Occupation militaire étrangère d'Haïti pour une « transition démocratique »
Échec des États-Unis à obtenir la bénédiction de l'ONU pour une opération de maintien de la paix
Le 30 septembre dernier, le Conseil de sécurité des Nations unies a adopté à l'unanimité la résolution 2751 (2024) pour proroger le déploiement de la mission multinationale d'appui à la sécurité (MMAS) en Haïti, dirigée par le Kenya, pour une nouvelle période de 12 mois, soit jusqu'au 2 octobre 2025. Les États-Unis cherchent à transformer la mission en une opération de maintien de la paix de l'ONU, soit une force d'occupation complète sous les auspices de l'ONU, pour renforcer ses capacités et obtenir un financement plus stable, et aussi pour écraser la lutte du peuple haïtien pour sa souveraineté. Ils n'ont pas encore réussi.
Pour ce faire, le 5 septembre dernier, le secrétaire d'État américain Anthony Blinken s'est rendu en Haïti pour demander la formation d'un conseil électoral, l'organisation d'un référendum sur une nouvelle constitution et l'organisation d'élections nationales. Il est arrivé à Port-au-Prince deux mois après l'envoi des policiers kenyans en Haïti. Il a annoncé que son administration sortante donnerait 45 millions de dollars d'aide d'asservissement dite humanitaire à Haïti et a passé ses ordres au Conseil présidentiel de transition (CPT) et au premier ministre intérimaire Garry Conille.
C'est une caravane de véhicules blindés qui a transporté Blinken aux réunions, qui se sont tenues à l'ambassade américaine fortifiée et à la résidence de l'ambassadeur des États-Unis.
Au nom de la sécurité, de la stabilité et du respect des droits humains, sous domination étrangère, Blinken a vanté les efforts de l'administration Biden pour que soit renouvelée la Loi HOPE/HELP –HOPE (Haitian Hemispheric Opportunity through Partnership Encouragement) / HELP (Haitian Economic Lift Program). Cette loi qui expire en 2025 accorde un traitement préférentiel aux importations de vêtements, produits textiles et certains autres articles provenant d'Haïti exempts des droits de douane. Elle permet l'accès au marché américain, hors taxes, à environ 1500 produits (totalisant 5000 articles exempts de taxes admissibles aux termes du Système généralisé de préférences (SGP). Elle représente une mesure pour l'exploitation accrue à bon marché de ce secteur et des ateliers de misère haïtiens, les compagnies étant invitées à profiter de cette loi pour se lancer dans les affaires en Haïti.
Le porte-parole du département d'État Matthew Miller a dit : « En Haïti, le secrétaire d'État va rencontrer le coordinateur du Conseil de transition présidentielle, Edgar Leblanc fils, et le premier ministre, Garry Conille, pour discuter des étapes à venir dans la transition démocratique d'Haïti et du soutien américain à travers l'aide humanitaire et les efforts de stabilisation dirigés par les Haïtiens. Il rencontrera aussi la direction de la mission multinationale de soutien, en mettant de l'avant le soutien américain pour rétablir la sécurité en Haïti et en soulignant aussi l'importance de promouvoir le respect des droits humains. » Le laïus habituel qui ne trompe personne.

**ENSEMBLE D'ENTRÉES**
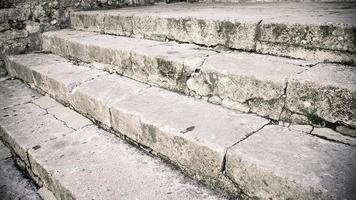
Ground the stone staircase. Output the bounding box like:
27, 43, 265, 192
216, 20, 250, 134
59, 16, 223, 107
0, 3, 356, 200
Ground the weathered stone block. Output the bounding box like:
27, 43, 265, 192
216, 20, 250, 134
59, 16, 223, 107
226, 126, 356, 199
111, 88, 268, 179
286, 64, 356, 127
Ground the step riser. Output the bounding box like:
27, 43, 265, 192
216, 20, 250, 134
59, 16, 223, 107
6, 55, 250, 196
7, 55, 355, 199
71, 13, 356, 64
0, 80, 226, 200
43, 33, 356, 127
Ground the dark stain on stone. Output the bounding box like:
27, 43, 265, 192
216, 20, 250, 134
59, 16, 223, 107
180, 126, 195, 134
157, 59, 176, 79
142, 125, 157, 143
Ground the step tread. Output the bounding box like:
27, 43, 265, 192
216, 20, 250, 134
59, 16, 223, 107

* * *

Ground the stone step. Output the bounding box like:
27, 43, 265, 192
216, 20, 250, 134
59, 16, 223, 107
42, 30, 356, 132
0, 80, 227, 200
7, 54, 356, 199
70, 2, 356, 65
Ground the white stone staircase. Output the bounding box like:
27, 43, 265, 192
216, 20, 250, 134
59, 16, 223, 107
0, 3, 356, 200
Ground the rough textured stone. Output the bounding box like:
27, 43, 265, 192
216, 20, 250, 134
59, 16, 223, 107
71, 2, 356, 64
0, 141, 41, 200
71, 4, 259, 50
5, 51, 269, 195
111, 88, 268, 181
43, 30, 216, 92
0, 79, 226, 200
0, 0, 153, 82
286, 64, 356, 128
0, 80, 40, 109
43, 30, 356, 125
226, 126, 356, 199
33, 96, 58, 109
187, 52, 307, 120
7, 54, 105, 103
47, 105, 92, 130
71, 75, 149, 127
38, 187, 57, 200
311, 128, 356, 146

**OBJECTIF 1**
Selon le texte sur l'occupation militaire d'Haïti, qu'Anthony Blinken est-il venu demander en Haïti le 5 septembre ? Énumérez tous les points.
**OBJECTIF 2**
Dans les entrées, reprenez toutes les lignes allant de celle qui contient « Ground the step riser. » jusqu'à celle qui contient « 142, 125, 157, 143 » incluse, sans omettre les lignes de consigne. Ajoutez 125 à chaque coordonnée des cadres de délimitation donnés en réponse.

**RÉSULTAT OBTENU 1**
- La formation d'un conseil électoral
- L'organisation d'un référendum sur une nouvelle constitution
- L'organisation d'élections nationales

**RÉSULTAT OBTENU 2**
Ground the step riser. Output the bounding box like:
27, 43, 265, 192
216, 20, 250, 134
59, 16, 223, 107
131, 180, 375, 321
132, 180, 480, 324
196, 138, 481, 189
125, 205, 351, 325
168, 158, 481, 252
Ground the dark stain on stone. Output the bounding box like:
27, 43, 265, 192
216, 20, 250, 134
59, 16, 223, 107
305, 251, 320, 259
282, 184, 301, 204
267, 250, 282, 268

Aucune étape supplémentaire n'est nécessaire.